[[ Dataset records, beginning ]]
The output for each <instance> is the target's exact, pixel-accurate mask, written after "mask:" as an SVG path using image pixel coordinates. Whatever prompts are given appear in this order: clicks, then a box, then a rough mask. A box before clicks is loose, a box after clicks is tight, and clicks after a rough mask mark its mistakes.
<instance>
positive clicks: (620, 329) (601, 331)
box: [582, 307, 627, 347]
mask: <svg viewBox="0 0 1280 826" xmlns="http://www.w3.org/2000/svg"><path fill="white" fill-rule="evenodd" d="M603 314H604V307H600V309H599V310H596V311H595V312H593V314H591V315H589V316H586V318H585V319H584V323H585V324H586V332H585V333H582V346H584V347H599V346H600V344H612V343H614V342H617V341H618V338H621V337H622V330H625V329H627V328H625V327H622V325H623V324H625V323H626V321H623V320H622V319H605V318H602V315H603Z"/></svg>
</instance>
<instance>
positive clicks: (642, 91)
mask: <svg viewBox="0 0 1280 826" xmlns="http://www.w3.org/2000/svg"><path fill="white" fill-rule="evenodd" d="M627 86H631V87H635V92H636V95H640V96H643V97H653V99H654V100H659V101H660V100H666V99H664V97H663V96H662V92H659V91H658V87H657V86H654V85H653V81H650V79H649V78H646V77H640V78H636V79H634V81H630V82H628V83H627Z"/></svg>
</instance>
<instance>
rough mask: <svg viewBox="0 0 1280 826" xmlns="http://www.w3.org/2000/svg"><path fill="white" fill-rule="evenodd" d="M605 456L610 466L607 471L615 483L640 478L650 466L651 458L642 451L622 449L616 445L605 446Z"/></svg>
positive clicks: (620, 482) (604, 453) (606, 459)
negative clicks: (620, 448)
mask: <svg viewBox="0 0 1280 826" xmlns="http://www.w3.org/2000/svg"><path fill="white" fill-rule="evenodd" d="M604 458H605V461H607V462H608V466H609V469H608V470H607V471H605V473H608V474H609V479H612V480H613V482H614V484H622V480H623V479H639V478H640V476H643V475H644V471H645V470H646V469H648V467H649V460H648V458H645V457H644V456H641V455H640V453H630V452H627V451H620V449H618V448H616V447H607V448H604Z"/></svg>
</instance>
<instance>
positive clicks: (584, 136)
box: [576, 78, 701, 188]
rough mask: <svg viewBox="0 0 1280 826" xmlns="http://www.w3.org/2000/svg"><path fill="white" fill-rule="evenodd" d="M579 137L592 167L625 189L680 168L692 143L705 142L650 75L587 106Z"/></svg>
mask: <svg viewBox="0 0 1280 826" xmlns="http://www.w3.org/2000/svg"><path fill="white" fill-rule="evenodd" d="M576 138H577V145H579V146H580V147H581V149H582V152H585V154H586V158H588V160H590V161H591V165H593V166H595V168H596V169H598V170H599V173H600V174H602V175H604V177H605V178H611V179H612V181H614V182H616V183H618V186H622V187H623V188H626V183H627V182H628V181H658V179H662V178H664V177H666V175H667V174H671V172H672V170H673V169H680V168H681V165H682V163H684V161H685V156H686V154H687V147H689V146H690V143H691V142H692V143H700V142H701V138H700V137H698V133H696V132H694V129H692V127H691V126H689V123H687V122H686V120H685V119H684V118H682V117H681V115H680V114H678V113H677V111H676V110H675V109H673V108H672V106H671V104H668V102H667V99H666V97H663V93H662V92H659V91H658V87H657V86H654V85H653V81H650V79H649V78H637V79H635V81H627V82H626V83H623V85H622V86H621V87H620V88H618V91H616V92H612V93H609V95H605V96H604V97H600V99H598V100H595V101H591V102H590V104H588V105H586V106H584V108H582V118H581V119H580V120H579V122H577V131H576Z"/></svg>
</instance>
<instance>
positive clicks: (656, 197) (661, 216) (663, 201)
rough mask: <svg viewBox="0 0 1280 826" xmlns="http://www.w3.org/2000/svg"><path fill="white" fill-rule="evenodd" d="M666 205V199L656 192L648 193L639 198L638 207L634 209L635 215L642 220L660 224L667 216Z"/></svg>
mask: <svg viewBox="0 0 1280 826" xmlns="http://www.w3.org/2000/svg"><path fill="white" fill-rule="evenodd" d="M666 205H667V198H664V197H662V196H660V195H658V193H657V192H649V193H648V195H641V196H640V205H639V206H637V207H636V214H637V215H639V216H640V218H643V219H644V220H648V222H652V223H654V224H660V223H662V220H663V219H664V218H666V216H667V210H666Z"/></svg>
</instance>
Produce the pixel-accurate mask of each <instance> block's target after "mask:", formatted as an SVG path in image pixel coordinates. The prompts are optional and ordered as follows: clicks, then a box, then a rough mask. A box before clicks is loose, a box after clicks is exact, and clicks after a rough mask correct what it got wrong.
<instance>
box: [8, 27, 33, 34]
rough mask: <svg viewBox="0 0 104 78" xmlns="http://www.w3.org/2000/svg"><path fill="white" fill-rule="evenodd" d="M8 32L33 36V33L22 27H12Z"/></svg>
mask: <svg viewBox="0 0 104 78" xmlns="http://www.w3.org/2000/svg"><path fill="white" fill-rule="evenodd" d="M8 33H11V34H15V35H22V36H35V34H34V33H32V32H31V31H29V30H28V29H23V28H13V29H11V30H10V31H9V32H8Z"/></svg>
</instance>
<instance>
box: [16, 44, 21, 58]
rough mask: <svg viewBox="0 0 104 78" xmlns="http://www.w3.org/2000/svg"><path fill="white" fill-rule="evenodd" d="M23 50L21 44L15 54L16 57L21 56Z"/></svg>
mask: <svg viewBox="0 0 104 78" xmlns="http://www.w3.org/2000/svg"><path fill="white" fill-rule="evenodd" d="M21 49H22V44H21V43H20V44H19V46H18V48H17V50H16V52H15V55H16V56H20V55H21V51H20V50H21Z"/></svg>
[[ Dataset records, end ]]
— The problem —
Update the lines above so that every occurrence of "rough mask" becomes "coarse mask", and leave everything else unchanged.

— Answer to the problem —
The output for each <instance> is the target's exact, pixel-accurate mask, written after "mask:" as an SVG path using image pixel coordinates. Whatever prompts are given appear in this order: clicks, then a box, then a coarse mask. A box before clicks is loose, a box after clicks is tight, and clicks after a coarse mask mark its mistakes.
<instance>
positive clicks: (620, 329) (601, 331)
box: [582, 307, 627, 347]
mask: <svg viewBox="0 0 1280 826" xmlns="http://www.w3.org/2000/svg"><path fill="white" fill-rule="evenodd" d="M603 314H604V307H600V309H599V310H596V311H595V312H593V314H591V315H589V316H586V318H585V319H584V323H585V324H586V332H585V333H582V346H584V347H599V346H600V344H612V343H614V342H617V341H618V338H621V337H622V330H625V329H627V328H625V327H622V325H623V324H625V323H626V321H623V320H622V319H605V318H602V315H603Z"/></svg>
</instance>
<instance>
positive clicks: (642, 91)
mask: <svg viewBox="0 0 1280 826" xmlns="http://www.w3.org/2000/svg"><path fill="white" fill-rule="evenodd" d="M627 86H631V87H635V92H636V95H640V96H643V97H653V99H654V100H659V101H660V100H666V99H664V97H663V96H662V92H659V91H658V87H657V86H654V85H653V81H650V79H649V78H646V77H640V78H636V79H634V81H630V82H628V83H627Z"/></svg>
</instance>
<instance>
coarse mask: <svg viewBox="0 0 1280 826" xmlns="http://www.w3.org/2000/svg"><path fill="white" fill-rule="evenodd" d="M605 456L610 466L607 471L615 483L640 478L650 466L651 458L642 451L622 449L616 445L605 446Z"/></svg>
positive clicks: (620, 482) (604, 453) (606, 459)
negative clicks: (620, 448)
mask: <svg viewBox="0 0 1280 826" xmlns="http://www.w3.org/2000/svg"><path fill="white" fill-rule="evenodd" d="M604 458H605V461H607V462H608V466H609V469H608V470H607V471H605V473H608V474H609V479H612V480H613V482H614V484H622V480H623V479H639V478H640V476H643V475H644V471H645V470H646V469H648V467H649V460H648V458H645V457H644V456H641V455H640V453H630V452H627V451H620V449H618V448H616V447H607V448H604Z"/></svg>
</instance>
<instance>
positive clicks: (584, 136)
box: [576, 78, 701, 188]
coarse mask: <svg viewBox="0 0 1280 826" xmlns="http://www.w3.org/2000/svg"><path fill="white" fill-rule="evenodd" d="M579 137L592 167L625 189L680 168L692 143L705 142L650 75L587 106Z"/></svg>
mask: <svg viewBox="0 0 1280 826" xmlns="http://www.w3.org/2000/svg"><path fill="white" fill-rule="evenodd" d="M576 138H577V145H579V146H580V147H581V149H582V152H585V154H586V158H588V160H590V161H591V165H593V166H595V168H596V169H598V170H599V173H600V174H602V175H604V177H605V178H611V179H612V181H614V182H616V183H618V186H622V187H623V188H626V183H627V182H628V181H658V179H662V178H664V177H666V175H667V174H671V172H672V170H673V169H680V168H681V165H682V163H684V161H685V156H686V154H687V147H689V146H690V143H691V142H692V143H700V142H701V138H700V137H698V133H696V132H694V129H692V127H691V126H689V123H687V122H686V120H685V119H684V118H682V117H681V115H680V114H678V113H677V111H676V110H675V109H673V108H672V106H671V104H668V102H667V99H666V97H663V93H662V92H659V91H658V87H657V86H654V85H653V81H650V79H649V78H637V79H635V81H627V82H626V83H623V85H622V86H621V87H620V88H618V91H616V92H612V93H609V95H605V96H604V97H600V99H598V100H595V101H591V102H590V104H588V105H586V106H584V108H582V118H581V119H580V120H579V122H577V131H576Z"/></svg>
</instance>
<instance>
positive clicks: (656, 197) (661, 216) (663, 201)
coarse mask: <svg viewBox="0 0 1280 826" xmlns="http://www.w3.org/2000/svg"><path fill="white" fill-rule="evenodd" d="M666 205V199L656 192L648 193L639 198L638 207L634 209L635 215L642 220L660 224L667 216Z"/></svg>
mask: <svg viewBox="0 0 1280 826" xmlns="http://www.w3.org/2000/svg"><path fill="white" fill-rule="evenodd" d="M666 205H667V198H664V197H662V196H660V195H658V193H657V192H649V193H648V195H641V196H640V205H639V206H637V207H636V214H637V215H639V216H640V218H643V219H644V220H648V222H652V223H654V224H660V223H662V220H663V219H664V218H666V216H667V210H666Z"/></svg>
</instance>
Produce the pixel-accurate mask of each <instance> block's target after "mask:", formatted as an SVG path in image pixel coordinates. The prompts are optional and ordered as follows: clicks, then a box, then a coarse mask. A box before clicks is loose, a box after clicks is exact, and clicks after a coarse mask correct what it got wrong.
<instance>
box: [8, 27, 33, 34]
coarse mask: <svg viewBox="0 0 104 78" xmlns="http://www.w3.org/2000/svg"><path fill="white" fill-rule="evenodd" d="M8 32L33 36V33L22 27H12Z"/></svg>
mask: <svg viewBox="0 0 104 78" xmlns="http://www.w3.org/2000/svg"><path fill="white" fill-rule="evenodd" d="M8 33H11V34H15V35H22V36H35V34H34V33H32V32H31V31H29V30H28V29H23V28H13V29H11V30H10V31H9V32H8Z"/></svg>
</instance>
<instance>
box: [16, 44, 21, 58]
coarse mask: <svg viewBox="0 0 104 78" xmlns="http://www.w3.org/2000/svg"><path fill="white" fill-rule="evenodd" d="M23 50L21 44L15 54L16 57L21 56Z"/></svg>
mask: <svg viewBox="0 0 104 78" xmlns="http://www.w3.org/2000/svg"><path fill="white" fill-rule="evenodd" d="M21 49H22V44H21V43H20V44H19V46H18V48H17V50H16V52H15V55H16V56H20V55H21V51H20V50H21Z"/></svg>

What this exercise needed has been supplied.